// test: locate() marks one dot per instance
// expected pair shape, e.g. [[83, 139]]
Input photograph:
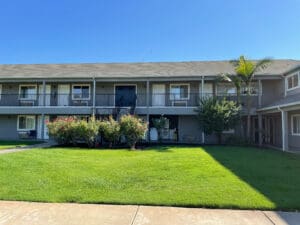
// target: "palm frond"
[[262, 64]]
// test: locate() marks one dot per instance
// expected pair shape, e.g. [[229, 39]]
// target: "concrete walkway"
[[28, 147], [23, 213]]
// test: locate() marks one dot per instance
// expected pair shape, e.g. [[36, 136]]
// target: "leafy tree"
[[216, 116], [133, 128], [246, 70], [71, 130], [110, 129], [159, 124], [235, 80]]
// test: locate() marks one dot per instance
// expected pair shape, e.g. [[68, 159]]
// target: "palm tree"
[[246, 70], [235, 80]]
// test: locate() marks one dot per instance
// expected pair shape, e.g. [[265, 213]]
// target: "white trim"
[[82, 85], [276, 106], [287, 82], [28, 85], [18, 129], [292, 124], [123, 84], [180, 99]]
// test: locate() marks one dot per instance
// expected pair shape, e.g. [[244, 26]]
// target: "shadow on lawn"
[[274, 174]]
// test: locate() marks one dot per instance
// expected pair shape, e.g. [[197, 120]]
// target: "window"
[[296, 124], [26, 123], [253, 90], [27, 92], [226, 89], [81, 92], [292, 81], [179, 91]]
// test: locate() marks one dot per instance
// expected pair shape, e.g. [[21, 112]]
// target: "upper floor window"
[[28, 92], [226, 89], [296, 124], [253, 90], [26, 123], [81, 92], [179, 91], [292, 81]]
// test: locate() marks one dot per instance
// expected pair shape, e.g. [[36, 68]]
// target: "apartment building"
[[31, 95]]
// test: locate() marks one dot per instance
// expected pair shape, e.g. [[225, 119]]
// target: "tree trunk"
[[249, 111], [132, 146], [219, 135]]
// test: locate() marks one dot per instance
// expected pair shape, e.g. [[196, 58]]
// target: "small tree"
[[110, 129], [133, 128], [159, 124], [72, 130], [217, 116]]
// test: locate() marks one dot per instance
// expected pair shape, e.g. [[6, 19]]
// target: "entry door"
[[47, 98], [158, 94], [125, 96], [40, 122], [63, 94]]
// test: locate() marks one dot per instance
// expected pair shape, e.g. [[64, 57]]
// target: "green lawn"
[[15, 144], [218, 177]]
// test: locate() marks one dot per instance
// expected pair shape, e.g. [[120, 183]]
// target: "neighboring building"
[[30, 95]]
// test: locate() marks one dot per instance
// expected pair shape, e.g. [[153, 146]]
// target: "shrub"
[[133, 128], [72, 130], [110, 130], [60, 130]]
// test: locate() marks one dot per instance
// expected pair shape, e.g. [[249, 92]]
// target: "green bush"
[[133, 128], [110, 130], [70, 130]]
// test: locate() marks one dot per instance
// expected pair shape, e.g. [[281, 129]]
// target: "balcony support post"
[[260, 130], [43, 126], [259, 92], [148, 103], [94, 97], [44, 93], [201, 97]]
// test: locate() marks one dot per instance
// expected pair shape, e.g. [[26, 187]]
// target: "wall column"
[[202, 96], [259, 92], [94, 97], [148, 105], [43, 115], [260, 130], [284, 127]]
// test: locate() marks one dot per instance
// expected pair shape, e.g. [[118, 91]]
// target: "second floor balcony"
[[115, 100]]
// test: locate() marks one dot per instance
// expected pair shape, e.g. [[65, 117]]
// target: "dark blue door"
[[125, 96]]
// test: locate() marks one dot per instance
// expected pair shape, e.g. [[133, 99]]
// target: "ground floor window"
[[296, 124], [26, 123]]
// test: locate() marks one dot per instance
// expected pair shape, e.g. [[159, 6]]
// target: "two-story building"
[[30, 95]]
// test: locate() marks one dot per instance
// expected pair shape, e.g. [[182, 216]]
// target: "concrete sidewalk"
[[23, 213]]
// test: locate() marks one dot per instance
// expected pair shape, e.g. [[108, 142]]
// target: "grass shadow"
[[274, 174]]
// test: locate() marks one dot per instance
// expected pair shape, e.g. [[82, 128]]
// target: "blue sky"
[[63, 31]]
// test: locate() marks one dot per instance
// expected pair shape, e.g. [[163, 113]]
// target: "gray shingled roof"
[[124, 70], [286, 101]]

━━━

Output the lines, exactly: the first line of the entries above, every line after it, and the line with "e.g. [[21, 112]]" as the last. No pictures.

» Exercise response
// test: locate() marks one dot per instance
// expected pair shape, e.g. [[83, 139]]
Input photograph:
// target: "palm frond"
[[262, 64]]
// test: locate() marks one dot per instance
// expected pair shape, e.g. [[229, 39]]
// target: "concrete walkway"
[[28, 147], [23, 213]]
// test: locate() marks one dot per instance
// expected pair shape, e.g. [[36, 136]]
// target: "leafy tree"
[[216, 116], [133, 128], [246, 70], [71, 130], [110, 129], [159, 124], [235, 80]]
// test: locate() marks one dot per instance
// expected pair shape, e.g. [[68, 159]]
// target: "palm tree"
[[246, 70], [235, 80]]
// test: locate() marks one dot per instance
// expected pair shape, e.g. [[265, 213]]
// target: "white trim"
[[82, 85], [276, 106], [287, 82], [28, 85], [18, 129], [292, 124], [123, 84], [180, 99]]
// test: locate() marks one dot per instance
// expected pair shape, e.g. [[244, 26]]
// target: "shadow on lawn"
[[274, 174]]
// test: locate() marks one dot per instance
// expected pair shape, e.g. [[197, 120]]
// target: "window"
[[296, 124], [26, 123], [253, 90], [27, 92], [226, 89], [81, 92], [292, 81], [179, 91]]
// test: locate() marks one dot per instance
// expected pair shape, e.g. [[21, 112]]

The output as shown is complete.